■ **SHORT TASK**
Return every line of the records below unchanged, leaving out the pictures.

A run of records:

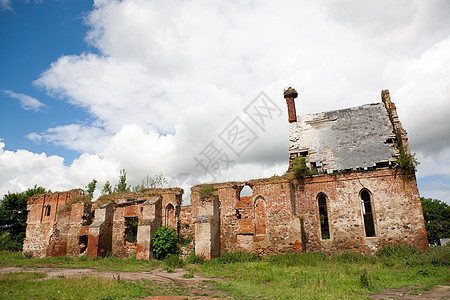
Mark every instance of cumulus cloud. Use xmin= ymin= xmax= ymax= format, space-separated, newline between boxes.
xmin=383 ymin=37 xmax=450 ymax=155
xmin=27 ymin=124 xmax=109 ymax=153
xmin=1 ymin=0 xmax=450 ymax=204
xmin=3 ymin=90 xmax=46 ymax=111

■ **SOLUTION**
Mark every instance of cumulus cloud. Use xmin= ymin= xmax= ymax= format, space-separated, newline between boxes.
xmin=383 ymin=37 xmax=450 ymax=155
xmin=27 ymin=124 xmax=109 ymax=153
xmin=1 ymin=0 xmax=450 ymax=204
xmin=3 ymin=90 xmax=46 ymax=111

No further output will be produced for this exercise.